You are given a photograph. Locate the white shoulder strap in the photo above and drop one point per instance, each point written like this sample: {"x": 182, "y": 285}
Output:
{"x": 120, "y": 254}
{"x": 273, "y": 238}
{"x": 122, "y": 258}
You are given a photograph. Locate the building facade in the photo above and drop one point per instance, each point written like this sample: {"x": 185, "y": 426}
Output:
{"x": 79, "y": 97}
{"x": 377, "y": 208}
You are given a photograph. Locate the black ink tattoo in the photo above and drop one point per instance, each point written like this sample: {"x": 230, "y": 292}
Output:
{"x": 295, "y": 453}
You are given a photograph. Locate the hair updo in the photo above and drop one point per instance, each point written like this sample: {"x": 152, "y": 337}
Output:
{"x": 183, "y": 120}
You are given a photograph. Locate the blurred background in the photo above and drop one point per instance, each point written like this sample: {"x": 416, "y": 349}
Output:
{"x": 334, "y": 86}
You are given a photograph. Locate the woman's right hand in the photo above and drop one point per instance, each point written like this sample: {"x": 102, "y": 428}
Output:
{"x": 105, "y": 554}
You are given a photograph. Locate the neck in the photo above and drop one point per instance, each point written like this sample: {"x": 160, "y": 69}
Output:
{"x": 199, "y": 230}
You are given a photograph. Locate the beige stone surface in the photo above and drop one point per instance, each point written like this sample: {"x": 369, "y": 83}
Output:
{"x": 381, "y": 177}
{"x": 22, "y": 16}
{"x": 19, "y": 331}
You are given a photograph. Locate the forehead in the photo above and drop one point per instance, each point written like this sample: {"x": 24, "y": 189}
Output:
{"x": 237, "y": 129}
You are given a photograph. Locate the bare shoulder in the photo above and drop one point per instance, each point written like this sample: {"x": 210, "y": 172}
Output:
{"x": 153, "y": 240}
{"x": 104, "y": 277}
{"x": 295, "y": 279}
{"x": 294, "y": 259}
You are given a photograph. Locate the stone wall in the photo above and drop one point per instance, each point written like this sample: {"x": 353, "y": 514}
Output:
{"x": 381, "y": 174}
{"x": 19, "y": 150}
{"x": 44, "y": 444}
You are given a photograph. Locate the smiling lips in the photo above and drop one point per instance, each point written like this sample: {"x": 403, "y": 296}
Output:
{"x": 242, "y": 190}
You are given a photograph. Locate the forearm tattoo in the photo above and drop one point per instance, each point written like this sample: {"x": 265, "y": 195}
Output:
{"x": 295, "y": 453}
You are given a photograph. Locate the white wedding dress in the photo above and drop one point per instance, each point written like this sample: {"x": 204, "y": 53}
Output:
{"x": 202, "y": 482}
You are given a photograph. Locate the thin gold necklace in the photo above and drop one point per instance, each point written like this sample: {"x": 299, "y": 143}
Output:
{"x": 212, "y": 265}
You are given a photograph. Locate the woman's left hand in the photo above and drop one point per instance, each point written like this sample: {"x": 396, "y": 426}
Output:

Work required: Your task is to print all of the records exactly.

Answer for the task:
You are given a photograph. Locate the white shoulder strap in the photo above and drop one point per instance, each point written like this sample: {"x": 182, "y": 285}
Output:
{"x": 120, "y": 254}
{"x": 273, "y": 238}
{"x": 122, "y": 258}
You are given a photograph. Locate the building facade in the photo above and drop one point per instance, each point written like this sample: {"x": 185, "y": 426}
Output:
{"x": 79, "y": 97}
{"x": 377, "y": 208}
You are given a photograph. Locate the black ink tattoo in the photo above and drop one point per instance, each point written like this sample: {"x": 230, "y": 292}
Output:
{"x": 295, "y": 453}
You are given a photograph. Locate the hair updo in the photo above and drop one point per instance, each point written like this sample: {"x": 152, "y": 337}
Output:
{"x": 183, "y": 120}
You are given a photograph. Locate the blurred background in the photo above and drop one point per instance, each point written like this sample: {"x": 416, "y": 349}
Output:
{"x": 334, "y": 86}
You are given a photograph. Locate the woman's right hand in the photo above and drop one point per instance, each point written like this sample: {"x": 102, "y": 428}
Output:
{"x": 105, "y": 554}
You are given a photograph. Locate the neck in the photo above and drop one point per instance, each point written like this sample: {"x": 160, "y": 69}
Output:
{"x": 199, "y": 230}
You are given a photograph. Locate the beige stone surface in the photo above and drop one point per instance, each point written like this sample: {"x": 369, "y": 83}
Output:
{"x": 381, "y": 177}
{"x": 22, "y": 16}
{"x": 19, "y": 331}
You are given a photograph. Locate the forehead in the photo above and drop one point per instance, each point written like this sample: {"x": 24, "y": 189}
Output:
{"x": 237, "y": 129}
You are given a photograph. Locate the bare shoulder in the photo above and drop one point per instance, each point written like this sample: {"x": 210, "y": 172}
Output:
{"x": 153, "y": 240}
{"x": 104, "y": 277}
{"x": 295, "y": 279}
{"x": 294, "y": 259}
You are given a photograph. Locate the stone wall in the photo above and drop one point per instance, each point written like this sample: {"x": 353, "y": 514}
Output:
{"x": 381, "y": 174}
{"x": 19, "y": 150}
{"x": 44, "y": 444}
You are given a photograph. Locate the smiling lips in the photo above and drop one point per instance, each point written like this sample: {"x": 403, "y": 296}
Output:
{"x": 242, "y": 190}
You are given a photograph. Locate the forearm tattoo in the photo above and drop one point per instance, each point written like this sample: {"x": 265, "y": 195}
Output:
{"x": 295, "y": 453}
You are given a photograph. Locate the white wedding dress in the photo above and drop one point per instance, each point written like this sample: {"x": 204, "y": 53}
Output:
{"x": 202, "y": 482}
You are given a photograph. Locate the thin gold necklace in the photo above and drop one point per instance, each point written like this sample: {"x": 299, "y": 143}
Output:
{"x": 212, "y": 265}
You are given a photograph. Locate the woman's left hand in the photo above and drop one point per instance, each point written like this sample: {"x": 396, "y": 426}
Output:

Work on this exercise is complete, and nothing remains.